▶ Quoted passage:
☆ ☆ ☆ ☆ ☆ ☆ ☆

In addition, our analyses show that the increasing leg elevation is a specific change in the movement of the working leg. A biomechanical analysis of this change suggests that the leg is lifted in order to achieve a desired vertical line of the whole body. If the aim were merely to lift the leg as high as possible, greater leg elevation can always be achieved by inclining the trunk towards the horizontal. However, we found that the trunk angle was maintained despite increased leg elevation (see Table 1). Maximal abduction of the working leg is likely to involve greater external rotation of the hip (“turnout”). Several studies emphasize the correlation between leg abduction and hip external rotation [17][19]. Moreover, turnout is a basic, yet critical aspect of ballet training: elite dancers tend to show greater hip external rotation compared to controls. We therefore speculate that the effect of increasing leg elevation arose from perfecting this basic building block of ballet body position. By progressively increasing the functional range of movement of the working leg, the dancer is offered the opportunity to produce the pose that best matches the current aesthetic choice: here, making the overall bodyline more vertical (at least across this historical period).

The hypothesis that the progressive change towards more vertical positions is not mere virtuosity or display a dancer's maximal performance ability but rather reflects changing aesthetic choices is supported by the finding that this trend is quite general. It emerges in postures where leg elevation does not approach the maximum values and in dancers of different experience. Thus, figure 2B shows a trend towards increasing elevation in a position where the ballerina is supported by the male dancer. The presence of additional support makes this posture less biomechanically demanding than the posture of Figure 2A. The leg could therefore be lifted higher than it actually is even in older productions. However, the dancer's body tends towards a more vertical line only in the later productions within our time period, even for these positions in which a vertical line was always possible. Similarly, the trend towards verticality is shared by the dancers interpreting the “Fairy of purity”, a short variation traditionally executed by a younger or less experienced dancer (see Table 1).

☆ ☆ ☆ ☆ ☆ ☆ ☆

[Excerpts of annotation records]
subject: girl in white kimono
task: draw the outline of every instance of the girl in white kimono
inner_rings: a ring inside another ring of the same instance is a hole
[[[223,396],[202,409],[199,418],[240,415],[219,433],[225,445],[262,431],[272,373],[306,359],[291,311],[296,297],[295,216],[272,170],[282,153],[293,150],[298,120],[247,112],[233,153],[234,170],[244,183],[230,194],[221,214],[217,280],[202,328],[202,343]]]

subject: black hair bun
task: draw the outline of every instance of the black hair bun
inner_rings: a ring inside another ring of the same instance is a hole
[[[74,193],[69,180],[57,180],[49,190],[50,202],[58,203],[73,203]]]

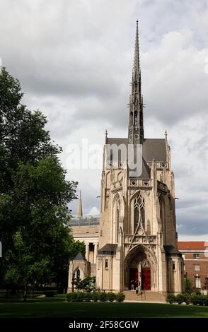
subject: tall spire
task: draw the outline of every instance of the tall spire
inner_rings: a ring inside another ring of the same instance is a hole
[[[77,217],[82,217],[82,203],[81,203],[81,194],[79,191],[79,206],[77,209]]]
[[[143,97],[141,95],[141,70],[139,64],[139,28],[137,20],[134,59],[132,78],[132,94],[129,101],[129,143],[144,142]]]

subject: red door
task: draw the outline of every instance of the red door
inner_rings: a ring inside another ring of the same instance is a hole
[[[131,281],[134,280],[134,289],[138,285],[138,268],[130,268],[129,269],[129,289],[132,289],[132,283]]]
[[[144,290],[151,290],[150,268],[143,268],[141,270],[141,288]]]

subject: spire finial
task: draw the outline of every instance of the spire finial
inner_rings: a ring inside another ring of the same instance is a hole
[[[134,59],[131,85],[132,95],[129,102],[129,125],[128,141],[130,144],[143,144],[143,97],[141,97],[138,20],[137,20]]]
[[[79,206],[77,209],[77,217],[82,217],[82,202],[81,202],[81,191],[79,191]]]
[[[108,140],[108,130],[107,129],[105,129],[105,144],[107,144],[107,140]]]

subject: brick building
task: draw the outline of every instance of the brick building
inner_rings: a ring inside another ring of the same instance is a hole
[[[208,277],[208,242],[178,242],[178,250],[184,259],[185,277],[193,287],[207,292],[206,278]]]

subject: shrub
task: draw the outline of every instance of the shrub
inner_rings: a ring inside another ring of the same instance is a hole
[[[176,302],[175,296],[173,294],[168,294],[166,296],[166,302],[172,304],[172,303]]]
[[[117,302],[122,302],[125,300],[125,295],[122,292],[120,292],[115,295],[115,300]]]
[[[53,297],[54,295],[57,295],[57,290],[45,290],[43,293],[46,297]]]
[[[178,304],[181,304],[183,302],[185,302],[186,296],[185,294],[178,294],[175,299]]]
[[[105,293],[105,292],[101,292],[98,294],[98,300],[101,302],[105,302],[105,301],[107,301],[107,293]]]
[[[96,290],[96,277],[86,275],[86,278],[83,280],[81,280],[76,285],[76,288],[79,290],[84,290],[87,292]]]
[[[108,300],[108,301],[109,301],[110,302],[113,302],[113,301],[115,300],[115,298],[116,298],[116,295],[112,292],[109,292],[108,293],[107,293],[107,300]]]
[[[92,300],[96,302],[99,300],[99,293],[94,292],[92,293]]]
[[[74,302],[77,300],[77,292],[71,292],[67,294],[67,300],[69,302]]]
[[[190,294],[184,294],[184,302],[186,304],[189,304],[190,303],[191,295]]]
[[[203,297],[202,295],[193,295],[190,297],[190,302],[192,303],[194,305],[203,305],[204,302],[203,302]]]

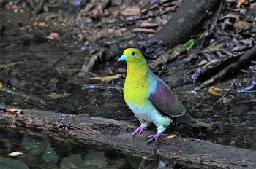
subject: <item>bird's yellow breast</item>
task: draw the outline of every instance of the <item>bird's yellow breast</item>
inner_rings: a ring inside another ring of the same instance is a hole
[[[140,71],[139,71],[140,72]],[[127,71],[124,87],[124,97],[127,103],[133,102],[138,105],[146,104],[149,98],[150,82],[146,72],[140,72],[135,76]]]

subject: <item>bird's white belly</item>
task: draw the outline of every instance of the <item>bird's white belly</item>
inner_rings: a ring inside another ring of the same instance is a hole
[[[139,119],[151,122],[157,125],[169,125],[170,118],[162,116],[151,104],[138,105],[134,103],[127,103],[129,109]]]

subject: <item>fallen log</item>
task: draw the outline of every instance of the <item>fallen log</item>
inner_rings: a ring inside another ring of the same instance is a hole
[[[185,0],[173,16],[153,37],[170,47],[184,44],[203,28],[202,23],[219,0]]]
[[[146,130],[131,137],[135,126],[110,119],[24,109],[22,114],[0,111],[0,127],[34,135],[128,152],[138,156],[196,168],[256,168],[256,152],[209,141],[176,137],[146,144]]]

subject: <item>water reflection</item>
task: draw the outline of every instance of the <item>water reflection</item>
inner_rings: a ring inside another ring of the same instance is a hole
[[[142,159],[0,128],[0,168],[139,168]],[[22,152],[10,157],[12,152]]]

☆ ☆ ☆ ☆ ☆ ☆ ☆

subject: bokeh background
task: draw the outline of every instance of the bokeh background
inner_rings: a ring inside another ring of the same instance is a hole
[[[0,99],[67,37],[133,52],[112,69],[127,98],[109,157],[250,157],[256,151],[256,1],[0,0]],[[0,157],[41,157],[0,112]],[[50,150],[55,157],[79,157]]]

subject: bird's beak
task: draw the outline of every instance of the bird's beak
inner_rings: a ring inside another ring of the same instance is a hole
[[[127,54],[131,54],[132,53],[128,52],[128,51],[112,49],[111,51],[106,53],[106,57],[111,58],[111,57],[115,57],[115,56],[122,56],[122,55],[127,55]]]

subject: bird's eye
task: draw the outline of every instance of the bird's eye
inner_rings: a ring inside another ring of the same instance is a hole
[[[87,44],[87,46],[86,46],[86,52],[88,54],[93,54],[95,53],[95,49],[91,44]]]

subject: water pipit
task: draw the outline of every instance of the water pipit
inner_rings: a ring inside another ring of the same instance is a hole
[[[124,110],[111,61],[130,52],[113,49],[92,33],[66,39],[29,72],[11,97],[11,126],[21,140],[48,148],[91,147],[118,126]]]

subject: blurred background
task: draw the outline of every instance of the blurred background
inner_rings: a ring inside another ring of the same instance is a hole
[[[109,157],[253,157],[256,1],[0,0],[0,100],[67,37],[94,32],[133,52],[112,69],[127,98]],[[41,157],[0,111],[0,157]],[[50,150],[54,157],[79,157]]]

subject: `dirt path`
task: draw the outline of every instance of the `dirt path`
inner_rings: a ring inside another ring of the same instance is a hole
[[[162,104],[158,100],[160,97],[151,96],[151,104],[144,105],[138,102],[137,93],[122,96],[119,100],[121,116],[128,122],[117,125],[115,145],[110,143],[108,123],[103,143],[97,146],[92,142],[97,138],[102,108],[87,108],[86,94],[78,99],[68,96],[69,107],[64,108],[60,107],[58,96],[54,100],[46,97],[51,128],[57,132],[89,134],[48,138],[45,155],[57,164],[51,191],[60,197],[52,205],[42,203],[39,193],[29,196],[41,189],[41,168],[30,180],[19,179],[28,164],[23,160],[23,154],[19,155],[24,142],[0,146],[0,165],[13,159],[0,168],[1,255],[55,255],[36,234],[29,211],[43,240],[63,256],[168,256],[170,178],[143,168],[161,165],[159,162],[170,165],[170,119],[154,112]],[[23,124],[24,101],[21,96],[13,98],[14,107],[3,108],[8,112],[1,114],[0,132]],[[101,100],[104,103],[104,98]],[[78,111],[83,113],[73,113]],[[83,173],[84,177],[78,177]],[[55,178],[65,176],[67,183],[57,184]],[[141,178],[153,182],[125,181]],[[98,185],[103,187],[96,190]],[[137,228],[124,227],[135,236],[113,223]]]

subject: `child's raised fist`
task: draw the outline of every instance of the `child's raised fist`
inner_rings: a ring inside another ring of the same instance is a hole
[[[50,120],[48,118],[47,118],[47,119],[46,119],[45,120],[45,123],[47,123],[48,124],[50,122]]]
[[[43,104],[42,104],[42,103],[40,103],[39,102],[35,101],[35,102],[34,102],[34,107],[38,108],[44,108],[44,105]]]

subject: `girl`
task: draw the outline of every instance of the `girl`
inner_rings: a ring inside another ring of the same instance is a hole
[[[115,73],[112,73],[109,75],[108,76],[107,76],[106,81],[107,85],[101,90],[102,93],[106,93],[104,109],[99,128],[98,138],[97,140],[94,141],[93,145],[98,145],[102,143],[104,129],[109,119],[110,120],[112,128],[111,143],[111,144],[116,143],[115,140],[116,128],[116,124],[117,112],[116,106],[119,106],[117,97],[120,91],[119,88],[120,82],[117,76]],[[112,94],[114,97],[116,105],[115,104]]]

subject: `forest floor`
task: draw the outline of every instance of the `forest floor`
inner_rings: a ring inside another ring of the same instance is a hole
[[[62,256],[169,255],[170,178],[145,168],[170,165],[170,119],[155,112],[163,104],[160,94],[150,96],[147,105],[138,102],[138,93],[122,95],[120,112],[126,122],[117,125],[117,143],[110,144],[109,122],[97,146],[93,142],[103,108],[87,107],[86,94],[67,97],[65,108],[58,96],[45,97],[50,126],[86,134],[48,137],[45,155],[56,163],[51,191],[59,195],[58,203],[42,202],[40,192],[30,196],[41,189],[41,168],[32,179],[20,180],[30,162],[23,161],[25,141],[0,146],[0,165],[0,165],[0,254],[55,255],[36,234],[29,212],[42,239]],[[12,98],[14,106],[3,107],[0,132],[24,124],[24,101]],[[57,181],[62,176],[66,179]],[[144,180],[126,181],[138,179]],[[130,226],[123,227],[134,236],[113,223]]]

☆ ☆ ☆ ☆ ☆ ☆ ☆

▶ Actions to take:
1. In the ballet passage, what happened to the trunk angle as leg elevation increased?
2. Format the listing from the line that contains "subject: girl in white kimono" to the line that contains "[[[144,290],[151,290],[150,268],[143,268],[141,270],[141,288]]]" as a numbered list, skipping blank lines and leaving out any pictures.
The ballet passage and the listing have no connection to each other.

▶ Results:
1. The trunk angle was maintained despite the increased leg elevation.

2.
1. subject: girl in white kimono
2. task: draw the outline of every instance of the girl in white kimono
3. inner_rings: a ring inside another ring of the same instance is a hole
4. [[[223,396],[202,409],[199,418],[240,415],[219,433],[225,445],[262,431],[272,373],[306,359],[291,311],[296,297],[295,216],[272,170],[282,153],[293,150],[298,120],[247,112],[233,153],[234,170],[244,183],[230,194],[221,214],[217,280],[202,328],[202,343]]]
5. subject: black hair bun
6. task: draw the outline of every instance of the black hair bun
7. inner_rings: a ring inside another ring of the same instance is a hole
8. [[[74,193],[69,180],[57,180],[49,190],[50,202],[58,203],[73,203]]]
9. subject: tall spire
10. task: draw the outline of every instance of the tall spire
11. inner_rings: a ring inside another ring of the same instance is a hole
12. [[[77,217],[82,217],[82,203],[81,203],[81,194],[79,191],[79,206],[77,209]]]
13. [[[143,97],[141,95],[141,70],[139,64],[139,28],[137,20],[134,59],[132,78],[132,94],[129,101],[129,143],[144,142]]]
14. subject: red door
15. task: draw the outline of every instance of the red door
16. inner_rings: a ring inside another ring of the same instance is a hole
17. [[[131,281],[134,280],[134,289],[138,285],[138,268],[130,268],[129,269],[129,289],[132,289],[132,283]]]
18. [[[144,290],[151,290],[150,268],[143,268],[141,270],[141,288]]]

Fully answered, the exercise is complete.